• **TASK STATEMENT**:
Write out the entries below once more, exactly.

• **DATASET EXCERPTS**:
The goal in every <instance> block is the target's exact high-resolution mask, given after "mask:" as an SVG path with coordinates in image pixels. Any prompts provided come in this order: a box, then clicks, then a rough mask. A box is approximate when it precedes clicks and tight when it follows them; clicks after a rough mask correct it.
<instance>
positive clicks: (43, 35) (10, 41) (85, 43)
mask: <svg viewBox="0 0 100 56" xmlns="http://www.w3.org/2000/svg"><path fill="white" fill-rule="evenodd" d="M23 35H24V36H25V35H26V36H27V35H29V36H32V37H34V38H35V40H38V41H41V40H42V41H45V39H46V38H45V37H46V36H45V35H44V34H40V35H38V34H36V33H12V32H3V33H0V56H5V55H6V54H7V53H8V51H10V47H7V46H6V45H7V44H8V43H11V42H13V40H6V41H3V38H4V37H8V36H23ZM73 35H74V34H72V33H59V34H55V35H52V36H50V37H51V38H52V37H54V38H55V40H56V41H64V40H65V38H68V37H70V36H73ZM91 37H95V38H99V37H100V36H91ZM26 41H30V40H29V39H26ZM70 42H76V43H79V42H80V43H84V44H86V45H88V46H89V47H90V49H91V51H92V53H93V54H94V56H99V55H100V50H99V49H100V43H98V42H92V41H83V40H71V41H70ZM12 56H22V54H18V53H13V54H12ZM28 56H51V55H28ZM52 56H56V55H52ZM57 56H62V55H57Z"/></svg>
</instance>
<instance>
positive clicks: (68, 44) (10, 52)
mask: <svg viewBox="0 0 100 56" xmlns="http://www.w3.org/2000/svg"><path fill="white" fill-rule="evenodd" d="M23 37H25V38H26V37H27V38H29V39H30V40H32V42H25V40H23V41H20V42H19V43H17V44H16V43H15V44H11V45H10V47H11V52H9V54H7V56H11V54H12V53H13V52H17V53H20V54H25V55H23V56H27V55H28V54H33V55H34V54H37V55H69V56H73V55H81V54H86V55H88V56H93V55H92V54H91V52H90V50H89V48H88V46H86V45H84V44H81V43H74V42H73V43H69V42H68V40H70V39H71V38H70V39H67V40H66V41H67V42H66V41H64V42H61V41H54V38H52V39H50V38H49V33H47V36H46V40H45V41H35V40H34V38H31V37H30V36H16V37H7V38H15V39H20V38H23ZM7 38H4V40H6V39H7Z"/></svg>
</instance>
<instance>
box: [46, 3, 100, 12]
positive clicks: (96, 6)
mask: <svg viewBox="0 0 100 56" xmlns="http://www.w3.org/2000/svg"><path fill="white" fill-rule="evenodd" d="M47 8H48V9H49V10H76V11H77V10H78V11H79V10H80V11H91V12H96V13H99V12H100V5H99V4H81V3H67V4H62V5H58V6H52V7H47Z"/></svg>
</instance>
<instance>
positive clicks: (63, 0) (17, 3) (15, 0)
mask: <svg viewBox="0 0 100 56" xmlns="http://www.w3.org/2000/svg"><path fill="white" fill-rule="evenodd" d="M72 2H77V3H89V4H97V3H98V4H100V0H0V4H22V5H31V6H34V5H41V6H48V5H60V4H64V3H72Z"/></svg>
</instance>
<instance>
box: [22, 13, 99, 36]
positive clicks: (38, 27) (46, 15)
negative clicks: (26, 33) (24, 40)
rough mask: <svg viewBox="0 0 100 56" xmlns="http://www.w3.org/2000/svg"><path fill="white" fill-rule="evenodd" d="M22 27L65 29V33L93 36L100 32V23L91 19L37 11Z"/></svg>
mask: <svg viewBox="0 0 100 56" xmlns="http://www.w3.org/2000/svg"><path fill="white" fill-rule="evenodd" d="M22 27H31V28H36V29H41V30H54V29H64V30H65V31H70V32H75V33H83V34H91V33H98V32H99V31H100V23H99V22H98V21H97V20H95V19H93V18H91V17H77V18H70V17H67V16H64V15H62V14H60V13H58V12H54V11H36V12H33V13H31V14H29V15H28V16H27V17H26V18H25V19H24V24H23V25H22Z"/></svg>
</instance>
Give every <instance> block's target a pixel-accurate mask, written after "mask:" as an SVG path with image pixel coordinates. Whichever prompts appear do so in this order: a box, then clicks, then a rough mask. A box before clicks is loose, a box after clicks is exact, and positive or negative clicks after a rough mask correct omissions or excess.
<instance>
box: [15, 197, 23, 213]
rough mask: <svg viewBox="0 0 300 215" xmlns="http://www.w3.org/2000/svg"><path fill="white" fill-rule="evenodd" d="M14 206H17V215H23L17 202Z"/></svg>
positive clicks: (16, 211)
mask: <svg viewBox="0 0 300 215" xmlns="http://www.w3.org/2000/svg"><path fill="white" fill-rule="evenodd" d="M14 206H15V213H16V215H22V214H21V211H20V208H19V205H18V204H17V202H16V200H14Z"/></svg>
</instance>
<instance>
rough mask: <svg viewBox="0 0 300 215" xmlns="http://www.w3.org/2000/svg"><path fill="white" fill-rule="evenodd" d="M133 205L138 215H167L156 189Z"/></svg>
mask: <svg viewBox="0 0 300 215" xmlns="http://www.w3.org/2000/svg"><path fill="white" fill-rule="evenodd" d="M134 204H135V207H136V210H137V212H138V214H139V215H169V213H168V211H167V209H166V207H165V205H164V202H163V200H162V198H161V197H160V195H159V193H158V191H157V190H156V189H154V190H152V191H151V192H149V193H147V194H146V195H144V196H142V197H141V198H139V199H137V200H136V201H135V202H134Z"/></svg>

• **ANSWER BOX**:
The goal in every <instance> block is the target's exact high-resolution mask, given after "mask:" as an SVG path with coordinates in image pixels. Any prompts provided come in this order: a box, then clicks, then a rough mask. A box is approximate when it precedes clicks and tight when it follows them; clicks after a rough mask correct it.
<instance>
positive clicks: (43, 35) (10, 41) (85, 43)
mask: <svg viewBox="0 0 100 56" xmlns="http://www.w3.org/2000/svg"><path fill="white" fill-rule="evenodd" d="M23 35H24V36H25V35H26V36H27V35H29V36H32V37H34V38H35V40H38V41H41V40H42V41H45V39H46V38H45V37H46V36H45V35H44V34H40V35H38V34H36V33H12V32H3V33H0V56H5V55H6V54H7V53H8V51H10V47H7V46H6V45H7V44H8V43H11V42H13V40H6V41H3V38H4V37H8V36H23ZM73 35H74V34H72V33H59V34H55V35H52V36H50V37H51V38H52V37H54V38H55V40H56V41H64V40H65V38H68V37H70V36H73ZM91 37H95V38H99V37H100V36H91ZM26 41H30V40H29V39H26ZM70 42H76V43H79V42H80V43H84V44H86V45H88V46H89V47H90V49H91V51H92V53H93V54H94V56H99V55H100V50H99V49H100V43H98V42H92V41H83V40H71V41H70ZM12 56H22V54H18V53H13V54H12ZM28 56H51V55H28ZM52 56H56V55H52ZM57 56H62V55H57Z"/></svg>
</instance>
<instance>
positive clicks: (68, 44) (10, 52)
mask: <svg viewBox="0 0 100 56" xmlns="http://www.w3.org/2000/svg"><path fill="white" fill-rule="evenodd" d="M23 37H25V38H26V37H27V38H29V39H30V40H32V42H25V40H23V41H20V42H19V43H17V44H16V43H15V44H11V45H10V47H11V52H9V54H7V56H11V54H12V53H13V52H17V53H20V54H25V55H23V56H27V55H28V54H33V55H34V54H37V55H69V56H73V55H81V54H86V55H88V56H93V55H92V54H91V52H90V50H89V48H88V46H86V45H84V44H81V43H74V42H73V43H69V42H68V40H70V39H71V38H70V39H67V40H66V41H67V42H66V41H64V42H61V41H54V38H52V39H50V38H49V33H47V36H46V40H45V41H35V40H34V38H31V37H30V36H16V37H7V38H15V39H20V38H23ZM7 38H4V40H6V39H7Z"/></svg>
</instance>
<instance>
box: [46, 3, 100, 12]
positive clicks: (96, 6)
mask: <svg viewBox="0 0 100 56" xmlns="http://www.w3.org/2000/svg"><path fill="white" fill-rule="evenodd" d="M47 8H48V9H49V10H76V11H77V10H78V11H79V10H80V11H91V12H96V13H99V12H100V5H99V4H81V3H67V4H62V5H58V6H52V7H47Z"/></svg>
</instance>
<instance>
positive clicks: (63, 0) (17, 3) (15, 0)
mask: <svg viewBox="0 0 100 56" xmlns="http://www.w3.org/2000/svg"><path fill="white" fill-rule="evenodd" d="M72 2H77V3H89V4H97V3H98V4H100V0H0V4H22V5H31V6H34V5H41V6H48V5H60V4H64V3H72Z"/></svg>
</instance>
<instance>
box: [22, 13, 99, 36]
positive clicks: (38, 27) (46, 15)
negative clicks: (26, 33) (24, 40)
rough mask: <svg viewBox="0 0 100 56" xmlns="http://www.w3.org/2000/svg"><path fill="white" fill-rule="evenodd" d="M22 27L65 29V33L93 36L100 32V23L91 19L37 11Z"/></svg>
mask: <svg viewBox="0 0 100 56" xmlns="http://www.w3.org/2000/svg"><path fill="white" fill-rule="evenodd" d="M22 27H31V28H36V29H41V30H54V29H64V30H65V31H70V32H75V33H83V34H91V33H98V32H99V31H100V23H99V22H98V21H97V20H95V19H93V18H91V17H77V18H70V17H67V16H64V15H62V14H60V13H58V12H54V11H36V12H33V13H31V14H29V15H28V16H27V17H26V18H25V19H24V24H23V25H22Z"/></svg>
</instance>
Give every <instance> block's target a pixel-accurate mask, written after "mask:" as an SVG path with image pixel coordinates. Whichever prompts appear do so in this order: a box, then clicks, then a rough mask. A box before clicks is loose, a box after clicks is exact, and positive or negative clicks after a rough mask correct omissions or excess.
<instance>
box: [15, 197, 23, 213]
rough mask: <svg viewBox="0 0 300 215" xmlns="http://www.w3.org/2000/svg"><path fill="white" fill-rule="evenodd" d="M14 206H17V215H23L17 202Z"/></svg>
positive clicks: (16, 211)
mask: <svg viewBox="0 0 300 215" xmlns="http://www.w3.org/2000/svg"><path fill="white" fill-rule="evenodd" d="M14 206H15V213H16V215H22V214H21V211H20V208H19V205H18V204H17V202H16V200H14Z"/></svg>
</instance>
<instance>
rough mask: <svg viewBox="0 0 300 215" xmlns="http://www.w3.org/2000/svg"><path fill="white" fill-rule="evenodd" d="M133 205L138 215H167L156 189Z"/></svg>
mask: <svg viewBox="0 0 300 215" xmlns="http://www.w3.org/2000/svg"><path fill="white" fill-rule="evenodd" d="M134 204H135V207H136V210H137V212H138V214H139V215H169V213H168V211H167V209H166V207H165V205H164V202H163V200H162V198H161V197H160V195H159V193H158V191H157V190H156V189H154V190H152V191H151V192H149V193H147V194H146V195H144V196H142V197H141V198H139V199H137V200H136V201H135V202H134Z"/></svg>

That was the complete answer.